§ Stated task: Rewrite all of the rows below, swapping each "Target" for "Label" and keeping everything else the same. Leave out the pictures.

§ Data for this exercise:
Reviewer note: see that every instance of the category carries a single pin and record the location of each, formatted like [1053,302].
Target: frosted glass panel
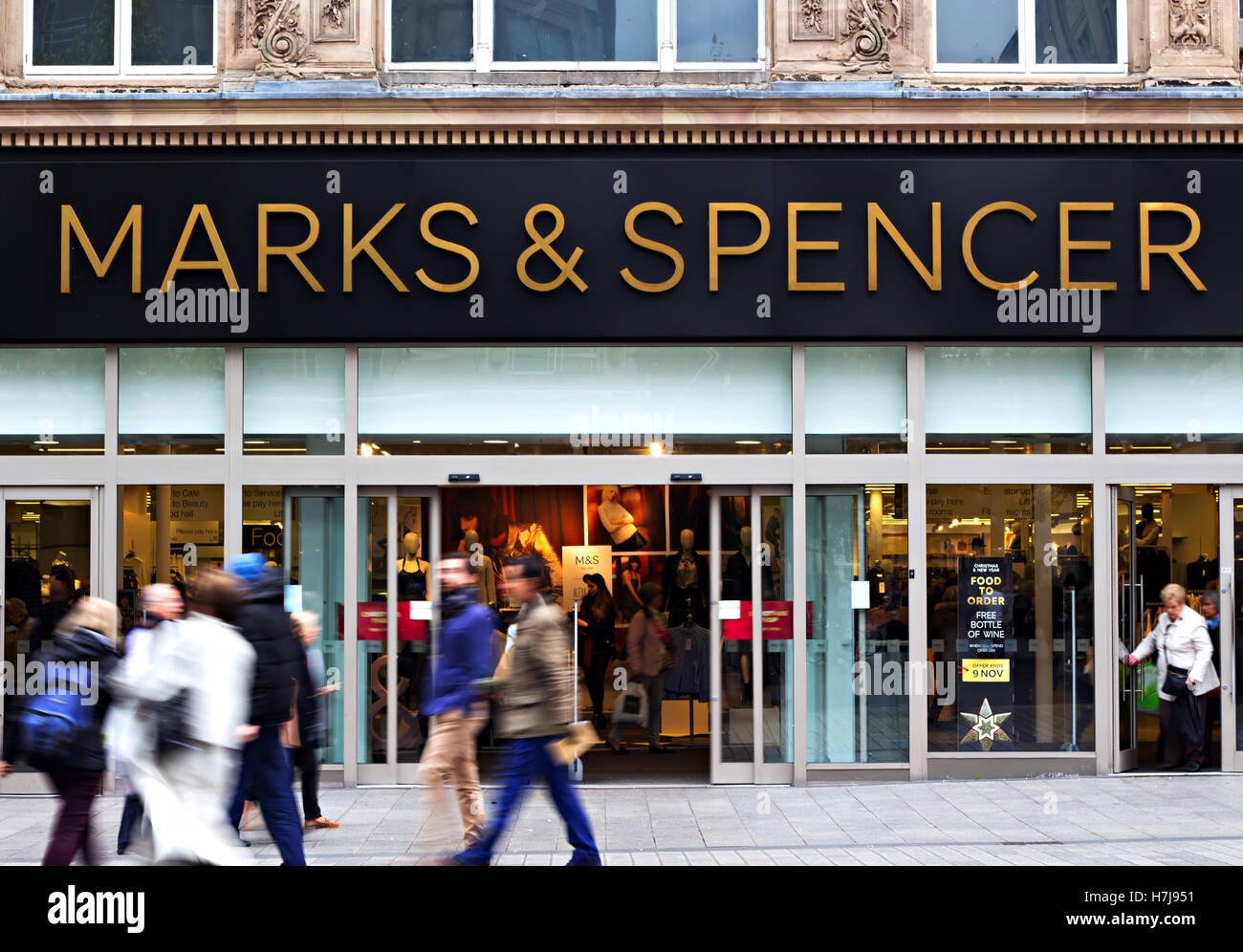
[856,397]
[1173,398]
[1002,392]
[297,393]
[174,390]
[51,392]
[562,396]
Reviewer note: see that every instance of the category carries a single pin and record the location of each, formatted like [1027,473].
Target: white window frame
[1028,58]
[665,61]
[122,49]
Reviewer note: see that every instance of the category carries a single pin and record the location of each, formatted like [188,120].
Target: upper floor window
[1030,36]
[107,37]
[488,35]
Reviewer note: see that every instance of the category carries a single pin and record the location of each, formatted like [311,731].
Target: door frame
[36,782]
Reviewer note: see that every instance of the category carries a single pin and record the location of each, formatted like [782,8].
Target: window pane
[1008,400]
[573,400]
[433,32]
[1202,414]
[576,30]
[172,397]
[73,32]
[717,32]
[1018,659]
[856,400]
[977,32]
[51,400]
[173,32]
[294,400]
[1077,32]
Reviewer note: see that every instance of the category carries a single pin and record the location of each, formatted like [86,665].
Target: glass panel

§ Finished task:
Reviewer note: see that every instance of the category carries a single pin and record the location of each, formatted like [1053,302].
Label: frosted glass panel
[856,397]
[1173,398]
[1002,392]
[297,393]
[174,390]
[51,392]
[562,396]
Reviewer note: see that every instance of the category carries a single pin and record the location of each, formatted like [1027,473].
Label: white window frame
[1028,58]
[665,61]
[122,49]
Reviewer note: see that every instance of the category carries a single pin and record the location of each, formatted like [188,120].
Label: upper floor window
[1030,36]
[107,37]
[488,35]
Reviewer note: see that every instance of the category carries a single pin and record the location of each, formatted like [311,731].
Label: door frame
[36,782]
Reviewer note: see that every instance of the category carries a single pin and record the location of each, formatted like [782,8].
Label: window pane
[1008,400]
[573,400]
[433,32]
[1202,414]
[576,30]
[172,397]
[73,32]
[717,32]
[1018,659]
[856,400]
[977,32]
[51,400]
[173,32]
[294,400]
[1077,32]
Reviewer note: see that every instance of the category carries a single pin and record the location of each, formatted like [86,665].
Label: glass panel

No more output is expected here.